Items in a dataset
########################################

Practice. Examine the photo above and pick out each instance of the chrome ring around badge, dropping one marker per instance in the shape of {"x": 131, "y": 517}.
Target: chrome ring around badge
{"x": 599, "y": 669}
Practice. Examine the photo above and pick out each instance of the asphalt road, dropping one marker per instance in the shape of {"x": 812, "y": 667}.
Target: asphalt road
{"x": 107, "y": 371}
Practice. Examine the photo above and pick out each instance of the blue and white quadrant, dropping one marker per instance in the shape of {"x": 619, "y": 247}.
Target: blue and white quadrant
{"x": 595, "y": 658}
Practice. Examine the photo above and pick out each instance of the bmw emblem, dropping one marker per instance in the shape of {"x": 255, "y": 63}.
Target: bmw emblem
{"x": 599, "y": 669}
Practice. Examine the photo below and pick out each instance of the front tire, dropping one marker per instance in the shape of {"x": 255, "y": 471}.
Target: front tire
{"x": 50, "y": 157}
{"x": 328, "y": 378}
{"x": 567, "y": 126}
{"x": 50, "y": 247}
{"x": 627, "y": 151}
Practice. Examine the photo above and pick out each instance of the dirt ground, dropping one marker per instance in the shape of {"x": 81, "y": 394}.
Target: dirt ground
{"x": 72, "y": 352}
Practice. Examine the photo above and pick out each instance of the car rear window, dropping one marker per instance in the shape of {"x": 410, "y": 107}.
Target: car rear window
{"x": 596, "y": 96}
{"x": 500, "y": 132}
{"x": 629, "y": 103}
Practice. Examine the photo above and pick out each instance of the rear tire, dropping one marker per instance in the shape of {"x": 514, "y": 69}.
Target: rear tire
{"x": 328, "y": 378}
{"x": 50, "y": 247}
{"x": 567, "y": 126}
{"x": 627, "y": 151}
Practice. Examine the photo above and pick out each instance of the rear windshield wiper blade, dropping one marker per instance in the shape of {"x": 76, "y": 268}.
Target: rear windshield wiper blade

########################################

* Work to be completed:
Can you write out all the items above again, changing every "pick out" to "locate" and leaving everything else unchanged?

* Task answer:
Practice. Examine the photo above and locate each instance of the chrome ring around badge, dropping one marker per instance in the shape of {"x": 131, "y": 517}.
Target: chrome ring around badge
{"x": 599, "y": 669}
Practice. Examine the photo above and locate each instance of the asphalt road, dropping one marker per instance in the shape of {"x": 812, "y": 667}.
Target: asphalt road
{"x": 107, "y": 371}
Practice. Examine the photo above and locate each instance of the blue and white quadrant, dropping one marker per instance in the shape of {"x": 619, "y": 247}.
Target: blue and white quadrant
{"x": 595, "y": 658}
Practice. Examine the photo above and locate each instance of the bmw emblem, dropping one marker per instance in the shape of {"x": 255, "y": 63}.
Target: bmw emblem
{"x": 599, "y": 669}
Practice. Examine the photo below and locate each instance of the front tire, dropping one marker per instance in the shape of {"x": 255, "y": 471}.
Target: front tire
{"x": 50, "y": 157}
{"x": 328, "y": 378}
{"x": 567, "y": 126}
{"x": 50, "y": 247}
{"x": 627, "y": 151}
Practice. Examine the photo above and locate each instance of the dirt ground, dropping one marker per instance in the shape of {"x": 81, "y": 394}.
Target: dirt ground
{"x": 72, "y": 352}
Practice. Examine the photo above and locate each instance of the car rear window, dropping one marker per instance in the shape of {"x": 410, "y": 107}.
Target: car rear window
{"x": 596, "y": 96}
{"x": 500, "y": 132}
{"x": 629, "y": 103}
Practice. Examine the photo above and locate each instance of the rear tire, dropping one marker per instance in the shape of {"x": 514, "y": 69}.
Target: rear tire
{"x": 328, "y": 378}
{"x": 50, "y": 247}
{"x": 567, "y": 126}
{"x": 627, "y": 151}
Practice. Examine the photo above and locate each instance of the rear windshield wiper blade, dropping one marker per instance in the shape of {"x": 76, "y": 268}.
Target: rear windshield wiper blade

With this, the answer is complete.